Texte à lire
En perse, inqilab signifie « révolution ». En arabe et en libanais, l'inqilab, c'est le « coup d'État ». C'est dire toute la différence entre les deux cultures, cristallisée au sein d'un seul vocable... Certes, il ne s'agit aucunement de minimiser la grandeur de la culture perse de Khawarizmi, Ferdawsi et Ibn Sina, ou encore celle de Mohsen Makhmalbaf, Abbas Kiarostami ou Shirin Ebadi. Tout au contraire. Cette culture-là fait honneur au monde entier.
Mais ce n'est pas cette Perse-là - loin de là - qui tente aujourd'hui de porter sa révolution islamique au sommet du pouvoir au Liban, en volant, par la contrainte, la victoire des forces du 14 Mars obtenue lors des législatives de 2009, à travers un coup d'État outrancièrement maquillé en processus constitutionnel et démocratique... Après Damas, Gaza et Bagdad, c'est Beyrouth qui est aujourd'hui menacée, d'ici à quelques heures, de tomber sous l'emprise des mollahs. Après l'écrasement de la révolution verte à Téhéran, c'est l'ensemble des acquis de la révolution du Cèdre qui est aujourd'hui en péril : la souveraineté, l'indépendance, les libertés publiques.
Cette réalité cataclysmique, toutes les offensives de charme et de séduction n'y changeront rien. Toutes les tentatives d'enrober cette insurrection froide sous le label de la « modération » et du « centre » ne sont en effet qu'un leurre. Il n'y a pas de « centre » politique aujourd'hui au Liban. Il existe une bataille autour de la place du Liban dans le monde, de son positionnement au cœur du système international, de son respect du droit international. L'attachement au Tribunal spécial pour le Liban cristallise aujourd'hui cette confrontation. Or le secrétaire général du Hezbollah, Hassan Nasrallah, a reconnu hier clairement que l'objectif de la bataille du 8 Mars n'était autre que la chute du TSL, et que c'est cette revendication qui avait motivé la démission des ministres de l'opposition du cabinet Hariri, au début du mois - ce faisant, il a d'ailleurs détruit l'argumentation que s'est laborieusement acharné à construire le chef du CPL, à savoir qu'il menait une nouvelle jacquerie contre « la corruption ».

Données disponibles
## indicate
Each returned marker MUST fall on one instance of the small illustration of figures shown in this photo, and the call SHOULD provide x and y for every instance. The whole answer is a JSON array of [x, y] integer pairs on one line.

Consignes
**a)** Recopiez fidèlement le passage du texte sur le Liban qui va de « Mais ce n'est » jusqu'à « les libertés publiques. ».
**b)** D'après le texte sur le Liban, que signifie le mot inqilab en arabe et en libanais ?
La liste n'a aucun lien avec le texte sur le Liban.

Réponses
**a)**
Mais ce n'est pas cette Perse-là - loin de là - qui tente aujourd'hui de porter sa révolution islamique au sommet du pouvoir au Liban, en volant, par la contrainte, la victoire des forces du 14 Mars obtenue lors des législatives de 2009, à travers un coup d'État outrancièrement maquillé en processus constitutionnel et démocratique... Après Damas, Gaza et Bagdad, c'est Beyrouth qui est aujourd'hui menacée, d'ici à quelques heures, de tomber sous l'emprise des mollahs. Après l'écrasement de la révolution verte à Téhéran, c'est l'ensemble des acquis de la révolution du Cèdre qui est aujourd'hui en péril : la souveraineté, l'indépendance, les libertés publiques.

**b)** Il signifie « coup d'État ».